## Begin Source text

In the original GAN paper, the author proves that the optimal strategy for discriminator is predicting

\[D^*(x)=\frac{p_{data}(x)}{p_{data}(x)+p_{model}(x)}\]

By plugging it into the GAN objective function, one may find that the discriminator is actually an estimation of Jensen-Shannon divergence (JS divergence or JSD) of two distributions (data and model).

\[L(D^*,g_\theta)=2 JSD(\mathbb{P}_{data}\|\mathbb{P}_{model}) - 2\log2\]

This implies that the optimal strategy is when

\[\mathbb{P}_{data}= \mathbb{P}_{model}\]

. However, JS distance may become locally saturated and gets vanishing gradient to train the GAN generator if the discriminator is over-trained. Also JSD is a positive value.

## End Source text
## Begin Given records

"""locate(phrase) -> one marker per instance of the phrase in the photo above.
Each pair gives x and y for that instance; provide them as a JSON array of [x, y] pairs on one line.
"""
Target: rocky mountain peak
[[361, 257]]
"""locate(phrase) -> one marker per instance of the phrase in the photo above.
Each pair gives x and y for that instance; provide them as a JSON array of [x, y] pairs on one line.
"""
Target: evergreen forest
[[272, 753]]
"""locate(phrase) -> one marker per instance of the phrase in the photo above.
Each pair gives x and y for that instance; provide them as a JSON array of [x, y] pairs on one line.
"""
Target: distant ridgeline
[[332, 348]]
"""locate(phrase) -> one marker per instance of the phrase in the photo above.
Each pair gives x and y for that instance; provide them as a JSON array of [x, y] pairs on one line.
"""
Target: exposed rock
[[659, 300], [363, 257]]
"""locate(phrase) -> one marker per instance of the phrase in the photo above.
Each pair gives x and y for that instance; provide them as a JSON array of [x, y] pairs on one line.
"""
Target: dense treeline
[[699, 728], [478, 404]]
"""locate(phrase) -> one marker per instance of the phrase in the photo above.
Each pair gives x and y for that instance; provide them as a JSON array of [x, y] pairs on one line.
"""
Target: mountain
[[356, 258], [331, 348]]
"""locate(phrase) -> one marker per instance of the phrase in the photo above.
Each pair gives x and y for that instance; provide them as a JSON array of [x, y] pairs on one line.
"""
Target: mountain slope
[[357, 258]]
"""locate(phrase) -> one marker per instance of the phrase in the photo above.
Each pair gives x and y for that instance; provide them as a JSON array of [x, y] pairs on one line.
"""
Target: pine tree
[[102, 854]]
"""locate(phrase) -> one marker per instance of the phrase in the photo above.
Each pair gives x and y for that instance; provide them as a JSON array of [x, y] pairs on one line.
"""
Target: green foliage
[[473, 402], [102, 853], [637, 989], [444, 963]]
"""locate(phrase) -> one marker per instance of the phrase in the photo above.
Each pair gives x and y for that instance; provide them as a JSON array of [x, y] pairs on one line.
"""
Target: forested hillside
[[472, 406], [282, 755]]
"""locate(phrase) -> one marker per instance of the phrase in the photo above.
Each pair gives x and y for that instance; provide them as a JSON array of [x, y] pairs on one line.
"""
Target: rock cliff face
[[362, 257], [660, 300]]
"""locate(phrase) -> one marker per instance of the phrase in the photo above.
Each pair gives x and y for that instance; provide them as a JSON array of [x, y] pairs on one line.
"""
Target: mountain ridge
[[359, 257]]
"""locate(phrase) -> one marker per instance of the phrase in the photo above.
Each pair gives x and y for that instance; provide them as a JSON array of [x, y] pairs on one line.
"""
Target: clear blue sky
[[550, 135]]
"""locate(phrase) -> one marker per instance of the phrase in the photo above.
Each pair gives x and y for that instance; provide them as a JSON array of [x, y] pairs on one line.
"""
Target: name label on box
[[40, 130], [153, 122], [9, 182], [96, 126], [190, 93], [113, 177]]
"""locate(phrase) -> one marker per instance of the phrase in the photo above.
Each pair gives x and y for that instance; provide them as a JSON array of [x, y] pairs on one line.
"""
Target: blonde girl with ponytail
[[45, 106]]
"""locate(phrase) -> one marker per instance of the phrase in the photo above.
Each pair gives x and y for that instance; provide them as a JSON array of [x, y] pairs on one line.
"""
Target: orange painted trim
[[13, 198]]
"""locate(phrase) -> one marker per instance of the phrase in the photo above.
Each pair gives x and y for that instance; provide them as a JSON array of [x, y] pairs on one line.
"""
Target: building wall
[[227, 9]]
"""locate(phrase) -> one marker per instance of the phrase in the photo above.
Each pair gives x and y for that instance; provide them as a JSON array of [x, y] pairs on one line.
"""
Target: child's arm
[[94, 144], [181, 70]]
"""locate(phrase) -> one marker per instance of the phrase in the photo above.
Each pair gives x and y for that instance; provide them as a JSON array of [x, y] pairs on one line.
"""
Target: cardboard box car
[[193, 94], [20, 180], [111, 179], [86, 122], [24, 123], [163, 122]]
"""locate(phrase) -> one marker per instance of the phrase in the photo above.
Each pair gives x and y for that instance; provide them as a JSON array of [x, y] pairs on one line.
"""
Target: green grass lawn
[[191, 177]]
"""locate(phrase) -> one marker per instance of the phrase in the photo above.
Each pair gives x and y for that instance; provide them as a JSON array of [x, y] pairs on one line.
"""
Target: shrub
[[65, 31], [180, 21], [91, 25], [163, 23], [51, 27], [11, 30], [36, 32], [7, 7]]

## End Given records

> **Stated exercise A**:
Answer these questions from the passage on GAN discriminators:
(i) Of what is the discriminator actually an estimation?
(ii) What condition marks the optimal strategy?
(iii) What may happen if the discriminator is over-trained?
> **Stated exercise B**: Write the next part of the passage on GAN discriminators, starting after its final sentence.
The material is separate from the passage on GAN discriminators.

> **Exercise result A**:
(i) The Jensen-Shannon divergence of the two distributions, data and model.
(ii) The data distribution equals the model distribution.
(iii) The JS distance may become locally saturated and get a vanishing gradient for training the GAN generator.

> **Exercise result B**:
Wasserstein GAN

To address this problem, Wasserstein GAN was proposed to use a different distance measurement for probability distributions, namely Earth-Mover (EM) distance or Wasserstein distance instead of JS divergence. The authors claimed that by using EM distance, one no longer needs to carefully maintain the balance between the generator and the discriminator, and, notably, the output of the discriminator is referred as the critic instead. EM distance serves as a good indicator of image quality of generated samples. The EM distance of two distribution is defined as

\[W(p_{data}, p_{model})=\inf_{\gamma\in\prod(p_{data},p_{model})}\mathbb{E}_{(x,y)\sim\gamma}\left[\|x-y\|\right]\]

EM distance is a more sensible distance measurement than JS divergence since EM distance is continuous and differentiable anywhere while JS divergence is not. The authors uses the Kantorovich-Rubinstein duality to derive the objective for Wasserstein GAN,

\[\min_G\max_{\|D\|_L\leq K} \mathbb{E}_{x\sim p_{data}(x)}[D(x)] - \mathbb{E}_{z\sim p_z(x)}[D(G(z))]\]

Note: The Kantorovich-Rubinstein duality requires the function to be K-Lipschitz. The authors suggest clipping the weights of discriminator to satisfy Lipschitz continuity.

Implementation details

The modification needed on implementation side is minor. One can change an original GAN into a Wasserstein GAN with a few lines of code:

  1. Use W-GAN loss function
  2. Remove the sigmoid activation for the last layer of discriminator
  3. Clip the weights of the discriminator after updates (e.g., to [-0.01, 0.01])
  4. Train discriminator more iterations than generator (e.g., train the discriminator for 5 iterations and train the generator for one iteration only at each round)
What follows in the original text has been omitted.